Point labeling dataset excerpts
>>>>

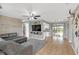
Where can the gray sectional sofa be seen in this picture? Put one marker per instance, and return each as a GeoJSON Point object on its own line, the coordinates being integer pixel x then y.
{"type": "Point", "coordinates": [13, 48]}
{"type": "Point", "coordinates": [10, 44]}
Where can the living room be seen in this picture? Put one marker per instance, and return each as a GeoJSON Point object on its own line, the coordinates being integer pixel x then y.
{"type": "Point", "coordinates": [38, 29]}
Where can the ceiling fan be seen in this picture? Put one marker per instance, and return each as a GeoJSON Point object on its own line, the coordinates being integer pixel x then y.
{"type": "Point", "coordinates": [31, 15]}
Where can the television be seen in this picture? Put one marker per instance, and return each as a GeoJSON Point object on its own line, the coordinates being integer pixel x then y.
{"type": "Point", "coordinates": [36, 27]}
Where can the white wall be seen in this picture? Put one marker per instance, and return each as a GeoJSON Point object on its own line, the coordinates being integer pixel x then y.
{"type": "Point", "coordinates": [44, 33]}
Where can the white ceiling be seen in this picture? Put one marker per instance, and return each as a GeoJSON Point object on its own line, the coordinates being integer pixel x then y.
{"type": "Point", "coordinates": [51, 12]}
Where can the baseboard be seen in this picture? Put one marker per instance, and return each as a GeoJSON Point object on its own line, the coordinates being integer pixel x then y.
{"type": "Point", "coordinates": [74, 50]}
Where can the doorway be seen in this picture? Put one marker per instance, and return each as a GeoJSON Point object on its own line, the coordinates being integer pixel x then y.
{"type": "Point", "coordinates": [57, 32]}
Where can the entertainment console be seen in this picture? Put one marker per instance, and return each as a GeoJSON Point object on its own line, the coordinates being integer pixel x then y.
{"type": "Point", "coordinates": [36, 32]}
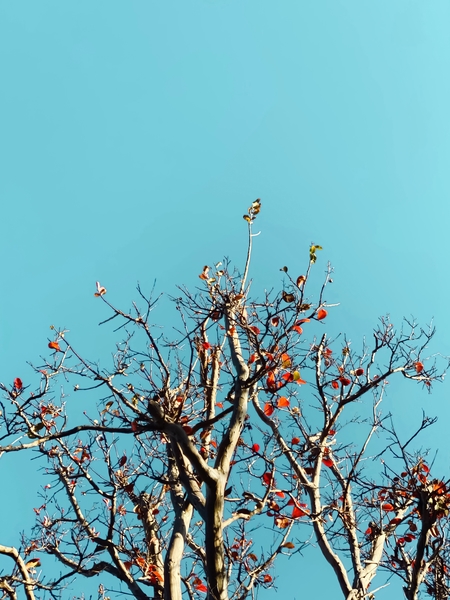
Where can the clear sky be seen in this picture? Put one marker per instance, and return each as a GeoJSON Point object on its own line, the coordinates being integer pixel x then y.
{"type": "Point", "coordinates": [134, 135]}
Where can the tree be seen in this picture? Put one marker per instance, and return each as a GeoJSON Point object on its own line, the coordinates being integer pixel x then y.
{"type": "Point", "coordinates": [251, 415]}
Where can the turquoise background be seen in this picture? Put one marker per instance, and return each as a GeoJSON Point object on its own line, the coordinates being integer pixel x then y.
{"type": "Point", "coordinates": [134, 135]}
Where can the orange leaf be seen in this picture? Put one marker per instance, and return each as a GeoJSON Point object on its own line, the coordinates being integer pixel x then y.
{"type": "Point", "coordinates": [101, 291]}
{"type": "Point", "coordinates": [141, 562]}
{"type": "Point", "coordinates": [298, 380]}
{"type": "Point", "coordinates": [267, 479]}
{"type": "Point", "coordinates": [268, 409]}
{"type": "Point", "coordinates": [282, 523]}
{"type": "Point", "coordinates": [288, 377]}
{"type": "Point", "coordinates": [285, 361]}
{"type": "Point", "coordinates": [283, 402]}
{"type": "Point", "coordinates": [270, 381]}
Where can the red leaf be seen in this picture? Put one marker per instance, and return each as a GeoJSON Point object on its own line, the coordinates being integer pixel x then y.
{"type": "Point", "coordinates": [298, 512]}
{"type": "Point", "coordinates": [270, 381]}
{"type": "Point", "coordinates": [269, 409]}
{"type": "Point", "coordinates": [267, 479]}
{"type": "Point", "coordinates": [101, 291]}
{"type": "Point", "coordinates": [288, 377]}
{"type": "Point", "coordinates": [283, 402]}
{"type": "Point", "coordinates": [285, 361]}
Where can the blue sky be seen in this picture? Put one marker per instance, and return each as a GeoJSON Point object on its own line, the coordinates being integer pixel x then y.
{"type": "Point", "coordinates": [133, 136]}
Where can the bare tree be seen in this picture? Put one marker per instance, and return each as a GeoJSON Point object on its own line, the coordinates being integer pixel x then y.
{"type": "Point", "coordinates": [245, 419]}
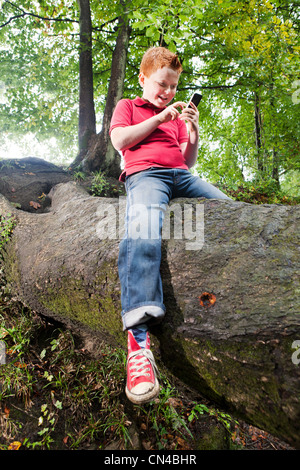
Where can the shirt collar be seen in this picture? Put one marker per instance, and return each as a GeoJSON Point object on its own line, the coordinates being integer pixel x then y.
{"type": "Point", "coordinates": [141, 102]}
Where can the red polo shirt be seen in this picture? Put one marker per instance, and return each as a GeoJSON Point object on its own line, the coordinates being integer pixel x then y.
{"type": "Point", "coordinates": [159, 149]}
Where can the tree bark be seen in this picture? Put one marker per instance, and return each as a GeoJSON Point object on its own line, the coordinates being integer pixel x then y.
{"type": "Point", "coordinates": [232, 322]}
{"type": "Point", "coordinates": [101, 154]}
{"type": "Point", "coordinates": [87, 118]}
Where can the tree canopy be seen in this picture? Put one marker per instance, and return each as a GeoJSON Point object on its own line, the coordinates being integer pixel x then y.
{"type": "Point", "coordinates": [242, 55]}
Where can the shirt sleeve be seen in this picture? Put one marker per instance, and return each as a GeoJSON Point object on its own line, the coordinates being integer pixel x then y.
{"type": "Point", "coordinates": [122, 115]}
{"type": "Point", "coordinates": [182, 132]}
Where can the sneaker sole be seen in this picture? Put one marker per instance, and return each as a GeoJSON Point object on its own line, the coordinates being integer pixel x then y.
{"type": "Point", "coordinates": [145, 397]}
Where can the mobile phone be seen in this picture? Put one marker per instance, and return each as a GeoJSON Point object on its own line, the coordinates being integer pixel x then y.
{"type": "Point", "coordinates": [196, 98]}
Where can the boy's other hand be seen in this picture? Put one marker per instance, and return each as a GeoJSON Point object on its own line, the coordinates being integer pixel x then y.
{"type": "Point", "coordinates": [171, 112]}
{"type": "Point", "coordinates": [191, 115]}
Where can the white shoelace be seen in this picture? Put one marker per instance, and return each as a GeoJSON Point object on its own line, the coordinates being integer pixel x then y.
{"type": "Point", "coordinates": [139, 363]}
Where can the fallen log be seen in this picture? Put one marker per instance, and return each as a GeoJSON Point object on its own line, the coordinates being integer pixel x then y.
{"type": "Point", "coordinates": [232, 323]}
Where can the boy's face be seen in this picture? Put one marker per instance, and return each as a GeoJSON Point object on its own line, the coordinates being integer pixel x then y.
{"type": "Point", "coordinates": [160, 87]}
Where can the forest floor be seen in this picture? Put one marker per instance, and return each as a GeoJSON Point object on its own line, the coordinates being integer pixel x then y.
{"type": "Point", "coordinates": [55, 395]}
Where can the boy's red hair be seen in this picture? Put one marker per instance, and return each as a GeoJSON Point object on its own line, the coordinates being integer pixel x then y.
{"type": "Point", "coordinates": [158, 57]}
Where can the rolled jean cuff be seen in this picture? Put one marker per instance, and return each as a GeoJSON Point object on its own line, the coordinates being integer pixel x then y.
{"type": "Point", "coordinates": [151, 314]}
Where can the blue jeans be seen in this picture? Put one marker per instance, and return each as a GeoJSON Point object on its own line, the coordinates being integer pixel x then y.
{"type": "Point", "coordinates": [148, 195]}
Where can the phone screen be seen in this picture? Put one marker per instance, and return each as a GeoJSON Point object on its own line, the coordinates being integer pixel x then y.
{"type": "Point", "coordinates": [196, 98]}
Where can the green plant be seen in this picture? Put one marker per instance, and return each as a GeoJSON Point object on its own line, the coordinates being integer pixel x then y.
{"type": "Point", "coordinates": [7, 224]}
{"type": "Point", "coordinates": [100, 185]}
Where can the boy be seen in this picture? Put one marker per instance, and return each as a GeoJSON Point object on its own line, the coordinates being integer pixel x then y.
{"type": "Point", "coordinates": [159, 145]}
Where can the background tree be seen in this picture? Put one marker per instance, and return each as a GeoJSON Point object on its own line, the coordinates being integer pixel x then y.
{"type": "Point", "coordinates": [244, 56]}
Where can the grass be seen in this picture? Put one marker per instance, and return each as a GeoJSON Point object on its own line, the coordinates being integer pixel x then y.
{"type": "Point", "coordinates": [56, 395]}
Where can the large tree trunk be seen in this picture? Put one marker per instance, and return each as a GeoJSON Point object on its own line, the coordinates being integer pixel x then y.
{"type": "Point", "coordinates": [87, 118]}
{"type": "Point", "coordinates": [232, 302]}
{"type": "Point", "coordinates": [101, 154]}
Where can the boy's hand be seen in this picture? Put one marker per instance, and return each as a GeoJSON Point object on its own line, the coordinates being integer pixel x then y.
{"type": "Point", "coordinates": [171, 112]}
{"type": "Point", "coordinates": [191, 115]}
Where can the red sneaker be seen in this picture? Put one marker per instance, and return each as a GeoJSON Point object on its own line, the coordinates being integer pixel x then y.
{"type": "Point", "coordinates": [142, 384]}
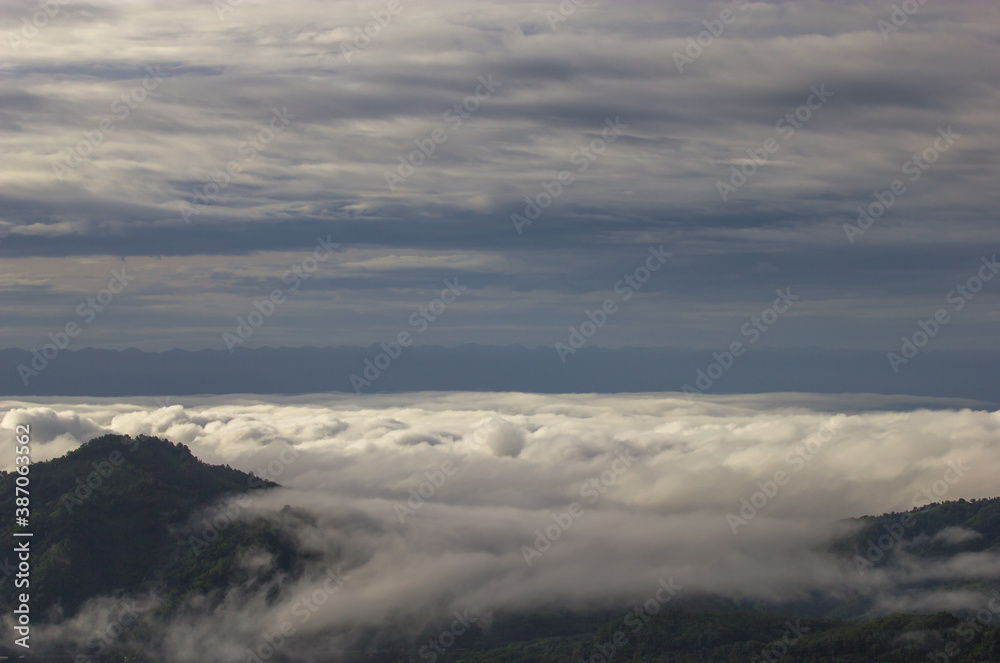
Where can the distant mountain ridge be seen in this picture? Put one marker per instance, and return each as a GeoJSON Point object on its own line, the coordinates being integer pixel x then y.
{"type": "Point", "coordinates": [90, 372]}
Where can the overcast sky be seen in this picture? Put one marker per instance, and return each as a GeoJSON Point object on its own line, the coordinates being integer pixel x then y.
{"type": "Point", "coordinates": [202, 83]}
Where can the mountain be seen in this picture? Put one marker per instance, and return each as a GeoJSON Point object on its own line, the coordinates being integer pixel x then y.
{"type": "Point", "coordinates": [125, 516]}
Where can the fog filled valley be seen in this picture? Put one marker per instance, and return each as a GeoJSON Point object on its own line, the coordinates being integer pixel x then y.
{"type": "Point", "coordinates": [456, 526]}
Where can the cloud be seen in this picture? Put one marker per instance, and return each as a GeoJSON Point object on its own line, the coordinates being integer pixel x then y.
{"type": "Point", "coordinates": [653, 476]}
{"type": "Point", "coordinates": [325, 174]}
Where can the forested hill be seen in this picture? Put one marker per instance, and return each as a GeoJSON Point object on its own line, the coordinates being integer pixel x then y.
{"type": "Point", "coordinates": [110, 516]}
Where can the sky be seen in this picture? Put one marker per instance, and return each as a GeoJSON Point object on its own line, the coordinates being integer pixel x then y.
{"type": "Point", "coordinates": [179, 162]}
{"type": "Point", "coordinates": [427, 504]}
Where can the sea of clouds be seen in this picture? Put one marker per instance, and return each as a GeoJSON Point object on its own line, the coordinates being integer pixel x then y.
{"type": "Point", "coordinates": [427, 504]}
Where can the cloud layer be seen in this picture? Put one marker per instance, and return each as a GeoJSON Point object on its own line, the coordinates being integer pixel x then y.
{"type": "Point", "coordinates": [430, 503]}
{"type": "Point", "coordinates": [204, 128]}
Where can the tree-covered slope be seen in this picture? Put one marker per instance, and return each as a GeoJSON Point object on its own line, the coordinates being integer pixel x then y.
{"type": "Point", "coordinates": [110, 517]}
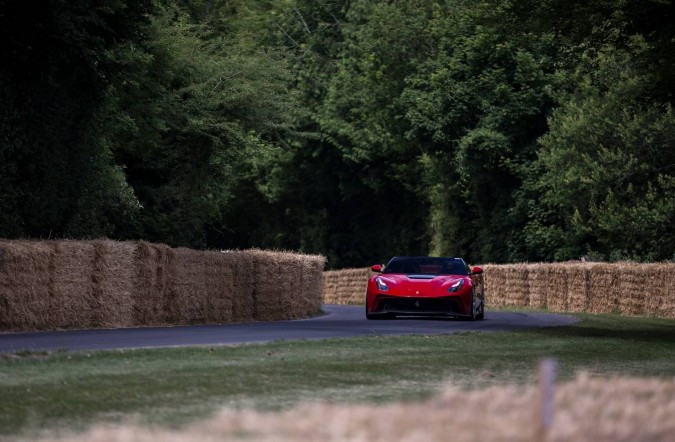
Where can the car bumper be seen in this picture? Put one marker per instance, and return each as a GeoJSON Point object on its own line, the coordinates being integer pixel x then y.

<<<<

• _Problem to solve_:
Beginning at the line that contains "Where can the sea", retype each line of the data above through the very last one. Do not retype the pictures.

• _Task solution_:
Where can the sea of clouds be seen in this picture? Put one marker per instance, and return each as a GeoJSON Point object on its own line, the coordinates being integer pixel x then y.
{"type": "Point", "coordinates": [427, 504]}
Where can the cloud layer be seen in this picture? Put one marker per instance, and return each as a GeoJSON Point object on its own line, the coordinates being integer pixel x then y.
{"type": "Point", "coordinates": [430, 503]}
{"type": "Point", "coordinates": [204, 128]}
Where can the tree-covered slope be seen in this picture? Put one marker per instance, and return each as a GeoJSON Point object on its own line, the coordinates being integer pixel x then y.
{"type": "Point", "coordinates": [110, 517]}
Where can the car bumper be seen in this picture? Put one marker per instance, and return each as a GeoJSON Point object on its own line, the coordinates being integer pixel x then y.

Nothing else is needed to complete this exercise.